Goal:
Can you output the records as a two-column CSV with the columns "prompt" and "answer", one row per record, covering everything from the line containing "Find the **windshield**;" down to the line containing "141L147 181L66 194L54"? Quote every field, turn its line breaks into spaces, and leave the pictures out.

++++ Supplied data

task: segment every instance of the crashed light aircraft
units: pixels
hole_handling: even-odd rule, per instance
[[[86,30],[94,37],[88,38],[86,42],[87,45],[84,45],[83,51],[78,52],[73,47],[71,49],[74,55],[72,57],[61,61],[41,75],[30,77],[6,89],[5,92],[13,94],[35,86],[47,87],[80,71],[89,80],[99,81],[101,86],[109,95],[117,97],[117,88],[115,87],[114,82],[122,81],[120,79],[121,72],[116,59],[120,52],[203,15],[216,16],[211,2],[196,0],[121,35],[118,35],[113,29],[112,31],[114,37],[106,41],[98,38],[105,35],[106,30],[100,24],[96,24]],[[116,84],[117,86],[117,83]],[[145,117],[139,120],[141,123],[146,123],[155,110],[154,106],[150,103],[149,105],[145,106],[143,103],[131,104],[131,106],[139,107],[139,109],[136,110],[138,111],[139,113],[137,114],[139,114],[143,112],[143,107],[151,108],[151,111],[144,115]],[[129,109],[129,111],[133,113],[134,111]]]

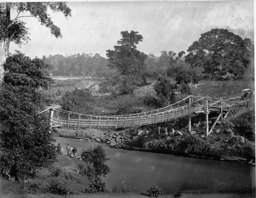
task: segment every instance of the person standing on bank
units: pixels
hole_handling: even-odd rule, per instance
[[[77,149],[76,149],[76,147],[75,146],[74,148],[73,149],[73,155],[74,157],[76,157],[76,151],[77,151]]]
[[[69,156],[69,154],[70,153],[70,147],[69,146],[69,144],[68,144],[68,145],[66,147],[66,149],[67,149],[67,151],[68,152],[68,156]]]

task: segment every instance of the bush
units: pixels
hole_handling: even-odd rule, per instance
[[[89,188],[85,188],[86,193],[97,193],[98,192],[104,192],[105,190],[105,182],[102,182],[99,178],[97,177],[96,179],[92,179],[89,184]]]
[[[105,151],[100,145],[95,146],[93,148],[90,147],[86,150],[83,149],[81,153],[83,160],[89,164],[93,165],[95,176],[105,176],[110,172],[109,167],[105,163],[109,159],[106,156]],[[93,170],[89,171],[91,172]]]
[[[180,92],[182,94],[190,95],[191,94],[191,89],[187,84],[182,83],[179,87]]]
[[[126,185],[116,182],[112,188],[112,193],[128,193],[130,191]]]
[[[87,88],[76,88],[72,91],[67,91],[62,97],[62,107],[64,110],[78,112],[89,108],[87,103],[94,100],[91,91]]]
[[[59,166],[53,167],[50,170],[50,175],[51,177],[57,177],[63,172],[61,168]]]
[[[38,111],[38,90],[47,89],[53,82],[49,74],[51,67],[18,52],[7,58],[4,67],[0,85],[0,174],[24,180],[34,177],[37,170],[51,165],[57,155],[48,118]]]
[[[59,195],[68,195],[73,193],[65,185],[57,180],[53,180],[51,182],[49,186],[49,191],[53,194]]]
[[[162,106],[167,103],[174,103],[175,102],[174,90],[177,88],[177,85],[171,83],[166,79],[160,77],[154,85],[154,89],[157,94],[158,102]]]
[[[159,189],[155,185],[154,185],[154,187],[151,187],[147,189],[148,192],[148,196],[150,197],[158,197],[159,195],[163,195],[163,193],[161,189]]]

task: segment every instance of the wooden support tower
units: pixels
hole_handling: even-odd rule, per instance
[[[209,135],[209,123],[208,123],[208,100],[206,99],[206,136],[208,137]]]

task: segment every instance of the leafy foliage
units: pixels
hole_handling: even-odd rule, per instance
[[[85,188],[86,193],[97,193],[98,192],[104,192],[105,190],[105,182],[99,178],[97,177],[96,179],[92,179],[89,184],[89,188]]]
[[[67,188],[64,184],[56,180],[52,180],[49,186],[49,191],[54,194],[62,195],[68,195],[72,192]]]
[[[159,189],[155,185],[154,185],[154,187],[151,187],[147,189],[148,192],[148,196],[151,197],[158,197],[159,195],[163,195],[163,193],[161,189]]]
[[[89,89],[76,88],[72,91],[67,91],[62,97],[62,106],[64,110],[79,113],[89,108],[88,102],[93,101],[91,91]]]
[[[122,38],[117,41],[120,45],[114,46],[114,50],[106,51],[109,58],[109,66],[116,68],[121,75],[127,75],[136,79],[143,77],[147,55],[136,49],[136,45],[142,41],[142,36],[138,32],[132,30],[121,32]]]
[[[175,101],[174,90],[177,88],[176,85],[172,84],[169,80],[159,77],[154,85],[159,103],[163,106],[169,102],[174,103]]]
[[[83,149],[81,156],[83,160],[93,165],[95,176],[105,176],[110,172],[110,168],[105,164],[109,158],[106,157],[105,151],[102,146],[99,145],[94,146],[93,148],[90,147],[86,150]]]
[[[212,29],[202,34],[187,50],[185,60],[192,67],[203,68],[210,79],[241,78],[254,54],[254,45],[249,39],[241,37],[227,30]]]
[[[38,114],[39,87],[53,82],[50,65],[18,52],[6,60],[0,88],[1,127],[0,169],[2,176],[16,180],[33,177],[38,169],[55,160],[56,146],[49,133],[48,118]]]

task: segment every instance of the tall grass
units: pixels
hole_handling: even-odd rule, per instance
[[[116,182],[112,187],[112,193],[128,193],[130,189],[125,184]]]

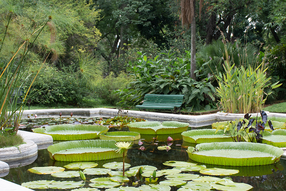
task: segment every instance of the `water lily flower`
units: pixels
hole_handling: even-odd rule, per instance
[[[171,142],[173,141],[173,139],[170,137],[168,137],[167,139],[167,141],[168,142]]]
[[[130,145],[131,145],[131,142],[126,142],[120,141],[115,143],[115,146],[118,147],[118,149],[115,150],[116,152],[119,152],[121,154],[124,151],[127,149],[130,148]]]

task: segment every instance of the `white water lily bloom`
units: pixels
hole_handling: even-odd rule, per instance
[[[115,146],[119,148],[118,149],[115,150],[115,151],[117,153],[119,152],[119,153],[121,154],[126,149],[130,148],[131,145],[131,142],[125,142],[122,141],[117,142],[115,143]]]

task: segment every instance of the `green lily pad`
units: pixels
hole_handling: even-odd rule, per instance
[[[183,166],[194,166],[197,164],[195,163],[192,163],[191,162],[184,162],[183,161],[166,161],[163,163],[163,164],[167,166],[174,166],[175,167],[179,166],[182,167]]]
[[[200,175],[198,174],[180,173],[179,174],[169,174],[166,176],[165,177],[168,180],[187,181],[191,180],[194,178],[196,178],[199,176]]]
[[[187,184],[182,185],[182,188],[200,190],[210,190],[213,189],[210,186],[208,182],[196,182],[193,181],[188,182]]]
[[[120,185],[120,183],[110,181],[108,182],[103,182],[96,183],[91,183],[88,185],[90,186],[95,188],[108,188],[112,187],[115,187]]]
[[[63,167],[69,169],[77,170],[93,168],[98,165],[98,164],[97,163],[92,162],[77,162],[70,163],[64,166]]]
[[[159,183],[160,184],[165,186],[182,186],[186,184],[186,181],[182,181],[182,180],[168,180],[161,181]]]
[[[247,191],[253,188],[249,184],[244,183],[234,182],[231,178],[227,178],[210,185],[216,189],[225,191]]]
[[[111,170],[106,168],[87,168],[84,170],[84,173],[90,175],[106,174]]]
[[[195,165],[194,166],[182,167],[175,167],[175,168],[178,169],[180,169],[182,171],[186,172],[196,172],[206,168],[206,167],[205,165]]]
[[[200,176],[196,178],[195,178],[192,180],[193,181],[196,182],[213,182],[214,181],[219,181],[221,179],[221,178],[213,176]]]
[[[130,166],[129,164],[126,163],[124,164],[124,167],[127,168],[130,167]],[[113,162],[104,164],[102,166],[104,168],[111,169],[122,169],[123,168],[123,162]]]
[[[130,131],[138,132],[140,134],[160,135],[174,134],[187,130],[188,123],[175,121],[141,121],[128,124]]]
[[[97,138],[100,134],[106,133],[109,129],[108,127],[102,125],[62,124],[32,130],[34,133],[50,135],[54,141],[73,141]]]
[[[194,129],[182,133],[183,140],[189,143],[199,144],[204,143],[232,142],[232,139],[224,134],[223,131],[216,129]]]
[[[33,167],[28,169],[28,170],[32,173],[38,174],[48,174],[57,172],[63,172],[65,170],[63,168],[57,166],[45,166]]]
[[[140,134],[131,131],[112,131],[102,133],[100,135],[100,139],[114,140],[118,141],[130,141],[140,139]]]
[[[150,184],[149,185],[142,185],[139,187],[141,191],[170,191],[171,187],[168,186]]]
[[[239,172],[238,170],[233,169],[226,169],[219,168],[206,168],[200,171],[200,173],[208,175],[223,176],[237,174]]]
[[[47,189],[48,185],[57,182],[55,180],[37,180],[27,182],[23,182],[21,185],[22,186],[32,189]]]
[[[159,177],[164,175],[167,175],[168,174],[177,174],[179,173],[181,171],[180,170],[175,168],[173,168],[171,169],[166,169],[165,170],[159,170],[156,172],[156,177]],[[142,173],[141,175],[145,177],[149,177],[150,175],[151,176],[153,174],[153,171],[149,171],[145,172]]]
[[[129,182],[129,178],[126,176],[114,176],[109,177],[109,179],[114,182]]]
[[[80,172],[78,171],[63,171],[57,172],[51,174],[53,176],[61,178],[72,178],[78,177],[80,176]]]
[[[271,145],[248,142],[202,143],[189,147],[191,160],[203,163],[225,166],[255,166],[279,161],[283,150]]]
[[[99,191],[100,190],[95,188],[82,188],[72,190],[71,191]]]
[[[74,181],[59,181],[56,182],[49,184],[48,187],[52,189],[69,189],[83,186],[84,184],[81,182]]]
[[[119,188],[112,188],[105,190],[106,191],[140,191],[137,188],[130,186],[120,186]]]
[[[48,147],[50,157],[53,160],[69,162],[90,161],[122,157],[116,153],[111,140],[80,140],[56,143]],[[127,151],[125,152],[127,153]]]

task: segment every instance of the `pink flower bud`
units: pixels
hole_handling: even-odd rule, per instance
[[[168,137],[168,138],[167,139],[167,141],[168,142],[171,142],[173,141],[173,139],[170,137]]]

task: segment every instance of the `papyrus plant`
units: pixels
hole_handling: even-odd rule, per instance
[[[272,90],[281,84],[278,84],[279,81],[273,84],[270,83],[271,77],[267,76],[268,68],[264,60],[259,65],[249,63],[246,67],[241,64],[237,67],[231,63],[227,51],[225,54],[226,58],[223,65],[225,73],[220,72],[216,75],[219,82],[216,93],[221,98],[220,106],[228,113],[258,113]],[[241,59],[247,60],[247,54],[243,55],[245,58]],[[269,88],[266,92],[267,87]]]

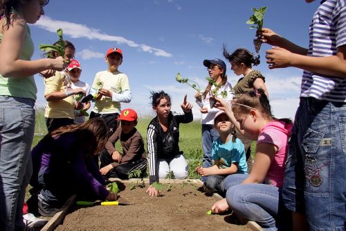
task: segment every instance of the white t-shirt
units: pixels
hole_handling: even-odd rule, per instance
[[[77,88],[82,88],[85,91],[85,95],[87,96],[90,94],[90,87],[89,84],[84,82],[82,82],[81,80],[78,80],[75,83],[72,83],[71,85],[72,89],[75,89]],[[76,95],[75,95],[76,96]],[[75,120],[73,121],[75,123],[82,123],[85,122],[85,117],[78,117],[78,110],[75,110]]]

++++++++
++++ Supplied data

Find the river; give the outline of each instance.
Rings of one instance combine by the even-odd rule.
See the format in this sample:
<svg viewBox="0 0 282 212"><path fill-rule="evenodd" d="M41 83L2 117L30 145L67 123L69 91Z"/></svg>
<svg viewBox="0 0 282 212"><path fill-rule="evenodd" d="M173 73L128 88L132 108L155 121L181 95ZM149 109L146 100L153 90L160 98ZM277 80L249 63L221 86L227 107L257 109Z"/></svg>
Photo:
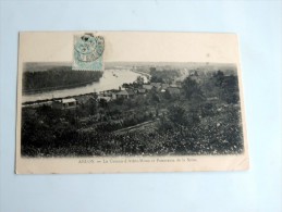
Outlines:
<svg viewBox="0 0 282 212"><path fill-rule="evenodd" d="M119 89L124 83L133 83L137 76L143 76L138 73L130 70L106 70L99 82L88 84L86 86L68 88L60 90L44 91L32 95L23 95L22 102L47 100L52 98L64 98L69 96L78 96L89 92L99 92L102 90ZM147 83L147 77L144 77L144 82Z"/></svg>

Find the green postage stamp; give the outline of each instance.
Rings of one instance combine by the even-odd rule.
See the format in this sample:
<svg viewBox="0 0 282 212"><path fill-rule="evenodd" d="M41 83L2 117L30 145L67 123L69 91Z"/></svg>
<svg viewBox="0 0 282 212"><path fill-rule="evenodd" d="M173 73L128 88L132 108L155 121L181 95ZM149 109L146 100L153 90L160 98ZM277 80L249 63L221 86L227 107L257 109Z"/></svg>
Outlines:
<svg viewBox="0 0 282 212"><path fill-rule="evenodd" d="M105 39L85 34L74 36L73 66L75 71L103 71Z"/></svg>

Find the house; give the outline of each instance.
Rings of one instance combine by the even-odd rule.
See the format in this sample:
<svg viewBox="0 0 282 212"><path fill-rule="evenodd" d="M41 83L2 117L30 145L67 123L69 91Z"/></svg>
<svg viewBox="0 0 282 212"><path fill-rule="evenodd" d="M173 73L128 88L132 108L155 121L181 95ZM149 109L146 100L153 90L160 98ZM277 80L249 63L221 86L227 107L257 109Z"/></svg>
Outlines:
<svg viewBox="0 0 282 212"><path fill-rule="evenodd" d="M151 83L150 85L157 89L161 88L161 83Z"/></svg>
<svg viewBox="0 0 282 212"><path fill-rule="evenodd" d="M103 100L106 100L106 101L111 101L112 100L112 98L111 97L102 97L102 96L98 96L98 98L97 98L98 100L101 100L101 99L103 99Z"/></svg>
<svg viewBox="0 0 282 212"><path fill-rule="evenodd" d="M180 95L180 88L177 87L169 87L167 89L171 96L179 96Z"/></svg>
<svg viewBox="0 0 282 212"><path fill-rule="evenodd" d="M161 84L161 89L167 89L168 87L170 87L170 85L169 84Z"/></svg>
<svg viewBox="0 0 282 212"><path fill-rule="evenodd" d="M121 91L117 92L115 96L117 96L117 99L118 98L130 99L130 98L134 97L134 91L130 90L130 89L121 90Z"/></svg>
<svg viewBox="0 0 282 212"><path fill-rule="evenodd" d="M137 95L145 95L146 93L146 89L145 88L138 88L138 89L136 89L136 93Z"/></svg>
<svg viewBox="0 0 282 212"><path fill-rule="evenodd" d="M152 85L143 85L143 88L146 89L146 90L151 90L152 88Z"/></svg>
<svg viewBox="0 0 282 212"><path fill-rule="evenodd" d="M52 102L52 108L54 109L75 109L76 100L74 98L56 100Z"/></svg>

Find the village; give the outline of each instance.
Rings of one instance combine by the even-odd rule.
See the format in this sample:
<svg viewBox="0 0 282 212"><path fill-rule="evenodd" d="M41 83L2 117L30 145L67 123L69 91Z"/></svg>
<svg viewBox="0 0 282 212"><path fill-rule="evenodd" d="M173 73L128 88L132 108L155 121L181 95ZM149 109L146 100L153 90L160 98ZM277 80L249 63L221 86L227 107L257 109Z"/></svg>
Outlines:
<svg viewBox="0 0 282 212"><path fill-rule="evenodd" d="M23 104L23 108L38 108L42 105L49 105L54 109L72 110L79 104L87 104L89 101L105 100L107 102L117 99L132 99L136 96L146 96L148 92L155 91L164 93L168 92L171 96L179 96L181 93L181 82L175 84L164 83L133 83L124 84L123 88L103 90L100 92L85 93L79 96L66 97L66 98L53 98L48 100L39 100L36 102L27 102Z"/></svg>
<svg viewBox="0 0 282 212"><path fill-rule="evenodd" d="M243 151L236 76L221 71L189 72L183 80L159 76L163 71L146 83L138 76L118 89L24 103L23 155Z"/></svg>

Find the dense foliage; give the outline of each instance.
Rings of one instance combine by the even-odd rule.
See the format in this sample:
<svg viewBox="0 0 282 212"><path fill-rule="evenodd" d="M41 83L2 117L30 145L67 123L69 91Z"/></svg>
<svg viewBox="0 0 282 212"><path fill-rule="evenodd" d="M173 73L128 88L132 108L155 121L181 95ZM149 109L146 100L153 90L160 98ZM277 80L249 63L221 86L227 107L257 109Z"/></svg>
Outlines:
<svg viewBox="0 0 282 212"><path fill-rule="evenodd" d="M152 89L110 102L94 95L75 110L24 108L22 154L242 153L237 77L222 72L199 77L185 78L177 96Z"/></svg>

++++++++
++++ Supplied data

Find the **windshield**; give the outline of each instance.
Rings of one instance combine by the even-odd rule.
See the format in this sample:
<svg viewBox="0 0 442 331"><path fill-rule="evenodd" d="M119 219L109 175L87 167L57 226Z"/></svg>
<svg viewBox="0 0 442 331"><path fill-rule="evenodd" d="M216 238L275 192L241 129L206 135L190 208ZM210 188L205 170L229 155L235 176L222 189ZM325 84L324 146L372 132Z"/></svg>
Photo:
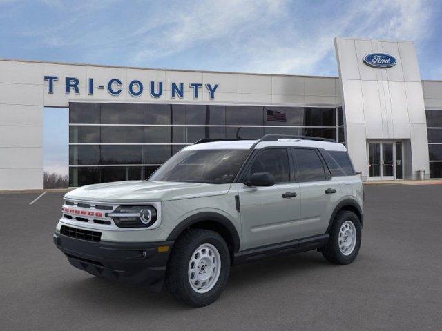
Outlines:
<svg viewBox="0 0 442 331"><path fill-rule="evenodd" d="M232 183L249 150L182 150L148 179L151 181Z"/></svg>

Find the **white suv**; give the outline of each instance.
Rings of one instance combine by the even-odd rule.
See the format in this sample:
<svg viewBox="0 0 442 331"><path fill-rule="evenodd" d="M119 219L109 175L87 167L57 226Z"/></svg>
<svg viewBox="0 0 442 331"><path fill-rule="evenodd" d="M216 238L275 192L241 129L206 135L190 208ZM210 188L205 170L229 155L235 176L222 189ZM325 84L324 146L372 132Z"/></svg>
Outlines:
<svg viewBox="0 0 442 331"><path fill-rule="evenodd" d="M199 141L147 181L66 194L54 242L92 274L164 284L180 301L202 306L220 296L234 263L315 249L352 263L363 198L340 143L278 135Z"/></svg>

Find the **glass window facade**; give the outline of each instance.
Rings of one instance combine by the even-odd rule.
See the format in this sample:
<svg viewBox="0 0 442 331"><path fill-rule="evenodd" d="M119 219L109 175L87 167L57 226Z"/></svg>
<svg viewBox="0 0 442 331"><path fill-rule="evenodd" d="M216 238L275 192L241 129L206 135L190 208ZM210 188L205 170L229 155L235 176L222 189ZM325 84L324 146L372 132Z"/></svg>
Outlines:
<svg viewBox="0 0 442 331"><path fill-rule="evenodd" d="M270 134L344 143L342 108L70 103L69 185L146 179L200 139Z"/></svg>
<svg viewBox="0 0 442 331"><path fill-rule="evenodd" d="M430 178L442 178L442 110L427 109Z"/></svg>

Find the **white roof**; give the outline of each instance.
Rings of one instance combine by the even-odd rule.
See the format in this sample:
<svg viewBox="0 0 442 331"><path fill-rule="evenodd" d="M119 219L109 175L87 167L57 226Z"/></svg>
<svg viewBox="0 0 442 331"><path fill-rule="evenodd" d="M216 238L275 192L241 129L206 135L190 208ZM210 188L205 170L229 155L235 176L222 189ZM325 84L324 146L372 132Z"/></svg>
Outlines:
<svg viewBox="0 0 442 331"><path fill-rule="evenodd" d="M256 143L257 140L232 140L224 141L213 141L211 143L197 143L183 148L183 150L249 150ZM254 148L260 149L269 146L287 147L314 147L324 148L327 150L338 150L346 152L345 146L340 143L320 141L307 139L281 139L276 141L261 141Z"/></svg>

++++++++

Answer below:
prompt,answer
"Find the **windshield**; give the outline of each instance. Rings of one instance combine by the even-odd rule. See the format in this sample: <svg viewBox=""0 0 442 331""><path fill-rule=""evenodd"" d=""M119 219L109 175L87 167L57 226Z""/></svg> <svg viewBox=""0 0 442 331""><path fill-rule=""evenodd"" d=""M216 238L275 192L241 129L206 135L190 208ZM210 188L205 170L229 155L235 176L222 189ZM325 84L324 146L372 132Z""/></svg> Photo: Outlines:","<svg viewBox=""0 0 442 331""><path fill-rule=""evenodd"" d=""M232 183L249 150L182 150L148 179L151 181Z""/></svg>"
"Find the **white suv**; give the outline of each instance. Rings of one instance combine by the even-odd rule. See the format in this sample: <svg viewBox=""0 0 442 331""><path fill-rule=""evenodd"" d=""M119 219L109 175L87 167L57 226Z""/></svg> <svg viewBox=""0 0 442 331""><path fill-rule=""evenodd"" d=""M216 238L275 192L241 129L206 135L190 208ZM210 188L205 170L229 155L235 176L222 189ZM325 84L324 146L372 132Z""/></svg> Outlines:","<svg viewBox=""0 0 442 331""><path fill-rule=""evenodd"" d=""M199 141L147 181L66 194L54 242L92 274L164 284L180 301L202 306L220 296L234 263L315 249L352 263L363 198L340 143L278 135Z""/></svg>"